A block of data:
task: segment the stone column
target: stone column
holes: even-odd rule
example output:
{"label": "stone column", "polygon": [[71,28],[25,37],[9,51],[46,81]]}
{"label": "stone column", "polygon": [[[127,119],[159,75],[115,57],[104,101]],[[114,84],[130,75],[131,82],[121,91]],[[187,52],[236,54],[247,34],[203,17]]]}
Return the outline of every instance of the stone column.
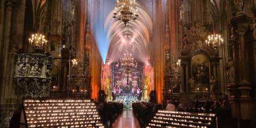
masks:
{"label": "stone column", "polygon": [[186,63],[186,92],[189,91],[189,87],[188,86],[188,76],[189,76],[189,69],[188,63]]}
{"label": "stone column", "polygon": [[239,44],[239,86],[250,86],[251,84],[249,81],[249,68],[248,68],[248,57],[247,56],[247,50],[245,47],[245,42],[244,40],[244,34],[246,31],[245,29],[240,29],[237,30],[238,34],[238,43]]}
{"label": "stone column", "polygon": [[250,94],[252,87],[249,81],[248,53],[244,37],[245,32],[246,30],[243,29],[239,29],[237,30],[239,36],[238,42],[240,46],[239,56],[240,76],[238,89],[240,91],[241,118],[242,119],[250,119],[252,117],[251,113],[252,111],[252,100]]}
{"label": "stone column", "polygon": [[[15,0],[7,0],[5,2],[6,5],[6,12],[5,12],[5,29],[4,29],[4,45],[2,54],[1,54],[1,60],[3,60],[2,62],[2,69],[3,69],[2,76],[2,87],[7,87],[7,81],[9,79],[8,78],[8,53],[9,50],[10,45],[10,35],[11,35],[11,25],[12,25],[12,11],[13,7],[15,5],[16,1]],[[5,89],[2,89],[1,97],[0,99],[0,103],[4,103],[5,97],[3,95],[6,93]]]}
{"label": "stone column", "polygon": [[3,43],[4,25],[4,1],[0,1],[0,57]]}
{"label": "stone column", "polygon": [[220,60],[221,58],[219,58],[219,57],[217,56],[213,56],[213,57],[210,57],[210,60],[211,60],[211,64],[213,68],[213,70],[212,70],[212,74],[210,74],[210,78],[212,76],[213,76],[215,80],[217,81],[218,82],[218,91],[217,92],[220,92],[220,83],[219,80],[219,76],[220,74],[218,73],[218,68],[219,68],[219,66],[220,65]]}
{"label": "stone column", "polygon": [[[232,39],[230,40],[232,48],[233,60],[235,69],[238,69],[238,55],[239,55],[239,44],[236,39]],[[236,82],[228,83],[227,87],[229,91],[229,100],[231,105],[232,111],[232,117],[237,118],[240,116],[240,107],[238,102],[239,92],[237,90],[237,79],[238,79],[238,73],[237,70],[235,73],[235,79]]]}
{"label": "stone column", "polygon": [[188,77],[189,75],[189,67],[188,67],[188,59],[189,57],[188,55],[183,55],[179,57],[179,59],[180,59],[180,65],[181,65],[181,92],[183,93],[185,92],[188,92]]}

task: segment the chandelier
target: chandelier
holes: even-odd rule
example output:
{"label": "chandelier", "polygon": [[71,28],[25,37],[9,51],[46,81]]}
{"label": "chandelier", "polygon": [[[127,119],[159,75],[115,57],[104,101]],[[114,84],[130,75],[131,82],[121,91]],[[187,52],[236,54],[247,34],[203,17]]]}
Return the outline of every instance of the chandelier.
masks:
{"label": "chandelier", "polygon": [[221,45],[223,44],[223,39],[220,35],[213,34],[208,36],[208,40],[205,41],[206,44],[216,50]]}
{"label": "chandelier", "polygon": [[116,86],[121,86],[121,85],[122,85],[121,81],[116,81]]}
{"label": "chandelier", "polygon": [[29,45],[36,48],[43,48],[46,46],[47,40],[45,36],[42,34],[33,34],[31,38],[28,39]]}
{"label": "chandelier", "polygon": [[75,67],[76,65],[77,65],[77,61],[76,59],[74,59],[71,61],[72,62],[72,66],[73,67]]}
{"label": "chandelier", "polygon": [[133,61],[134,59],[132,56],[132,53],[126,51],[124,53],[124,55],[121,58],[121,66],[124,67],[125,70],[127,71],[130,70],[130,69],[135,65]]}
{"label": "chandelier", "polygon": [[132,86],[136,87],[138,86],[137,81],[132,81]]}
{"label": "chandelier", "polygon": [[[113,18],[116,21],[123,22],[125,26],[130,21],[134,22],[139,17],[137,13],[138,10],[135,9],[135,0],[117,0]],[[117,15],[117,9],[120,9],[121,11],[119,15]],[[133,10],[135,10],[135,12],[133,12]]]}

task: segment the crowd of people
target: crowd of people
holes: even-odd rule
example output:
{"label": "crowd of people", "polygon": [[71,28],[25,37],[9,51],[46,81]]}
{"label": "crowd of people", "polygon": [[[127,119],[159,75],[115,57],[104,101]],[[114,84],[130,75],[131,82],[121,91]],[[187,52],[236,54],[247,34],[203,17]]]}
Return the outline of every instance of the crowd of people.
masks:
{"label": "crowd of people", "polygon": [[115,121],[123,112],[124,108],[124,105],[120,102],[108,102],[95,104],[105,127],[111,127]]}
{"label": "crowd of people", "polygon": [[132,104],[132,110],[141,127],[145,127],[162,105],[153,102],[136,102]]}

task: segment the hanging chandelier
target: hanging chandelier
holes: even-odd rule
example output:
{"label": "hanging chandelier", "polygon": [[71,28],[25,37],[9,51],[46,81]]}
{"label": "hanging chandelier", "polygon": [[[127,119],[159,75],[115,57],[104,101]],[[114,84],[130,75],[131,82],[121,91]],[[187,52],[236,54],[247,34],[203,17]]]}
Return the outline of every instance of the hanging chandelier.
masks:
{"label": "hanging chandelier", "polygon": [[121,58],[121,66],[123,66],[126,71],[129,71],[130,69],[135,65],[133,61],[134,59],[132,56],[132,53],[126,51]]}
{"label": "hanging chandelier", "polygon": [[[139,17],[137,13],[138,10],[135,9],[135,0],[117,0],[113,18],[116,21],[123,22],[125,26],[130,21],[134,22]],[[117,9],[121,10],[118,15]]]}
{"label": "hanging chandelier", "polygon": [[31,38],[28,39],[29,45],[37,49],[46,47],[47,41],[45,37],[42,34],[33,34],[31,35]]}
{"label": "hanging chandelier", "polygon": [[220,35],[213,34],[208,36],[208,40],[205,43],[209,47],[216,50],[221,45],[223,44],[223,40]]}

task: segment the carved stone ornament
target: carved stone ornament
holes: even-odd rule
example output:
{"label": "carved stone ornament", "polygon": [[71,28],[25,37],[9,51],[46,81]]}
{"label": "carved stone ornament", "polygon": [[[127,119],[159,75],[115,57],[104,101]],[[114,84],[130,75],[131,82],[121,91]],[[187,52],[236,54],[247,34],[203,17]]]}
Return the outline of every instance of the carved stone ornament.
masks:
{"label": "carved stone ornament", "polygon": [[16,93],[29,98],[48,96],[53,59],[45,54],[22,53],[15,55],[15,61]]}
{"label": "carved stone ornament", "polygon": [[242,13],[244,9],[244,0],[233,0],[233,2],[236,10],[236,14]]}
{"label": "carved stone ornament", "polygon": [[186,30],[183,42],[184,46],[181,50],[180,55],[189,55],[198,49],[201,49],[207,52],[210,55],[218,55],[218,51],[215,51],[205,43],[209,34],[206,27],[199,22]]}

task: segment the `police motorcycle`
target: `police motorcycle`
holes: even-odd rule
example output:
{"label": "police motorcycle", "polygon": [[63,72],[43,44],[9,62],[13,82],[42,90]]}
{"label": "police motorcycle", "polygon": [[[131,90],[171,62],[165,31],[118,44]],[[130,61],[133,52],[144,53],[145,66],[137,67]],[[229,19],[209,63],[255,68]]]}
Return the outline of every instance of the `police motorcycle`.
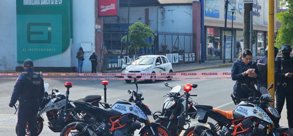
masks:
{"label": "police motorcycle", "polygon": [[[66,82],[66,84],[67,83]],[[65,87],[67,88],[66,95],[63,93],[59,92],[57,88],[53,89],[51,93],[49,94],[46,91],[49,87],[49,84],[45,83],[44,86],[45,87],[44,101],[40,104],[37,115],[38,135],[41,134],[43,127],[44,119],[42,115],[43,113],[46,113],[50,129],[54,132],[61,132],[62,129],[67,124],[76,120],[83,120],[85,119],[85,118],[86,117],[86,115],[84,113],[74,109],[74,105],[72,104],[72,102],[90,102],[93,105],[99,106],[100,101],[102,99],[100,95],[88,95],[83,99],[70,101],[68,100],[68,96],[69,88],[72,87],[72,84],[71,85],[65,85]],[[65,104],[65,103],[67,104]],[[65,114],[64,111],[66,111]],[[30,136],[27,125],[26,131],[27,135]],[[16,132],[18,134],[17,127],[16,127]]]}
{"label": "police motorcycle", "polygon": [[[190,100],[188,101],[188,111],[186,112],[186,96],[197,96],[197,95],[187,95],[186,93],[183,95],[180,95],[179,91],[181,89],[181,86],[176,85],[172,88],[168,85],[168,83],[165,82],[166,86],[170,87],[171,91],[167,95],[164,97],[168,97],[165,100],[163,105],[162,112],[157,111],[154,113],[153,118],[155,122],[162,124],[168,129],[171,136],[179,136],[182,130],[186,130],[184,128],[186,125],[185,113],[188,113],[190,119],[195,119],[196,109],[194,106],[195,102]],[[193,84],[191,85],[193,88],[197,87],[197,85]],[[188,122],[189,127],[189,122]]]}
{"label": "police motorcycle", "polygon": [[71,123],[63,129],[60,136],[134,136],[134,131],[141,129],[141,136],[170,136],[161,124],[150,122],[147,116],[151,115],[152,112],[143,103],[143,93],[138,89],[136,78],[134,81],[136,91],[128,90],[131,94],[129,100],[118,99],[110,108],[101,108],[88,102],[73,102],[77,109],[96,121]]}
{"label": "police motorcycle", "polygon": [[[267,90],[273,86],[272,84]],[[246,85],[242,85],[241,87],[251,93],[255,91]],[[264,89],[266,89],[264,87],[260,88]],[[196,118],[199,122],[207,123],[209,117],[217,123],[208,122],[210,128],[201,125],[192,127],[183,136],[293,136],[293,132],[288,128],[280,126],[277,121],[280,115],[269,104],[274,101],[270,94],[264,94],[260,98],[251,97],[241,101],[243,101],[232,111],[223,111],[209,105],[195,105],[198,110]]]}

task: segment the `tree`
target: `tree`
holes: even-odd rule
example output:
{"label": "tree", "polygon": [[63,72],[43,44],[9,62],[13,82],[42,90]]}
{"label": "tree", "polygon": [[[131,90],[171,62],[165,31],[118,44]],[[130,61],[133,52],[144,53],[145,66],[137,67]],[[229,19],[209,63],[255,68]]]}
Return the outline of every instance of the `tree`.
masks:
{"label": "tree", "polygon": [[275,39],[275,46],[280,48],[282,45],[289,44],[293,45],[293,0],[285,0],[289,9],[276,15],[277,20],[283,24],[278,30],[278,34]]}
{"label": "tree", "polygon": [[[130,45],[129,49],[134,49],[134,53],[136,55],[136,51],[139,49],[147,47],[150,49],[152,44],[147,43],[147,37],[151,37],[153,41],[155,36],[153,35],[154,31],[149,26],[141,22],[137,22],[130,25],[129,28],[129,41]],[[127,35],[125,35],[121,39],[121,42],[126,41]]]}

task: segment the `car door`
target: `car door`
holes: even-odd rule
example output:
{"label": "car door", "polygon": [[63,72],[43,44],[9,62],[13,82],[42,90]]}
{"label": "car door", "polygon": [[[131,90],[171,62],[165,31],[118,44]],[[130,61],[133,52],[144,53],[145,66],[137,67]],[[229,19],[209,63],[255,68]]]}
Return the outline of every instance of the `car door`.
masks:
{"label": "car door", "polygon": [[162,68],[164,68],[165,70],[163,70],[164,73],[168,73],[169,68],[168,67],[168,60],[167,59],[164,57],[164,56],[161,56],[161,59],[162,60]]}
{"label": "car door", "polygon": [[122,66],[121,66],[121,73],[124,73],[125,72],[125,68],[129,66],[127,65],[126,64],[128,62],[131,64],[132,62],[130,61],[130,58],[127,56],[124,56],[124,58],[123,59],[123,62],[122,63]]}

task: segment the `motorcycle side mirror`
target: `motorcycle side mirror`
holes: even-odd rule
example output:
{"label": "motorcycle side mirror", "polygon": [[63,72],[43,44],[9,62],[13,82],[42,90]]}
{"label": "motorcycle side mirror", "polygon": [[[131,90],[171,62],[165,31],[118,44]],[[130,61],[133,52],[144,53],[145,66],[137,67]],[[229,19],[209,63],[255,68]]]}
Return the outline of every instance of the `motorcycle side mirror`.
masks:
{"label": "motorcycle side mirror", "polygon": [[273,87],[273,84],[271,84],[271,85],[270,85],[270,86],[269,87],[269,88],[268,88],[268,90],[272,88],[272,87]]}
{"label": "motorcycle side mirror", "polygon": [[166,87],[170,87],[170,88],[171,88],[171,89],[172,89],[172,87],[169,86],[169,84],[168,84],[168,83],[167,83],[167,82],[165,82],[164,83],[164,84],[165,85],[165,86],[166,86]]}
{"label": "motorcycle side mirror", "polygon": [[137,92],[137,91],[138,90],[138,87],[137,86],[137,79],[136,79],[136,78],[135,78],[133,81],[134,81],[134,83],[135,83],[135,86],[136,86],[136,92]]}
{"label": "motorcycle side mirror", "polygon": [[192,84],[192,85],[191,85],[190,86],[191,86],[191,87],[192,87],[193,88],[197,87],[197,85],[195,84]]}

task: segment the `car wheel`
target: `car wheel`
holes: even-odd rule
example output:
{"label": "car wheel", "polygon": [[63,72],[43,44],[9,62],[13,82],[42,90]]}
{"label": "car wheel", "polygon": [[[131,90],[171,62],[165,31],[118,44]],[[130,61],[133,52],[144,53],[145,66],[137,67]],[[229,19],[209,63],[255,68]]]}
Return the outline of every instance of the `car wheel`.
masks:
{"label": "car wheel", "polygon": [[126,82],[127,83],[130,83],[130,82],[131,82],[131,80],[126,80],[125,82]]}
{"label": "car wheel", "polygon": [[[172,71],[172,70],[170,70],[170,71],[169,71],[169,73],[173,73],[173,71]],[[167,78],[168,78],[168,80],[171,80],[172,78],[173,78],[173,76],[168,76]]]}
{"label": "car wheel", "polygon": [[[155,72],[152,72],[152,73],[155,73]],[[156,78],[156,76],[150,76],[151,80],[149,80],[149,82],[154,83],[156,81],[155,79]]]}

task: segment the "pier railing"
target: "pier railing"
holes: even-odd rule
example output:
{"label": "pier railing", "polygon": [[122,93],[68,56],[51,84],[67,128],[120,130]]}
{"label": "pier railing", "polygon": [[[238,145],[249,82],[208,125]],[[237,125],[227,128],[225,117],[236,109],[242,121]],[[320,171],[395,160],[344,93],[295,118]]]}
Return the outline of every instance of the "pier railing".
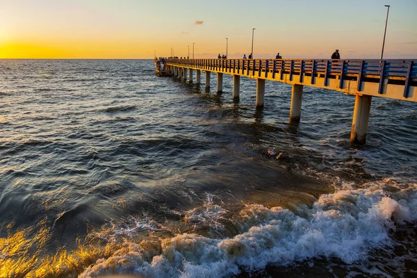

- [TASK REQUIREMENTS]:
Identify every line of the listing that contains the string "target" and copy each one. Case counts.

- [RESPONSE FOR THIS EXERCISE]:
target: stone column
target: chandelier
target: crowd of people
target: hanging chandelier
target: carved stone ornament
target: `police motorcycle`
target: `tree`
target: `car door`
target: `motorcycle side mirror`
target: `car wheel`
target: "pier railing"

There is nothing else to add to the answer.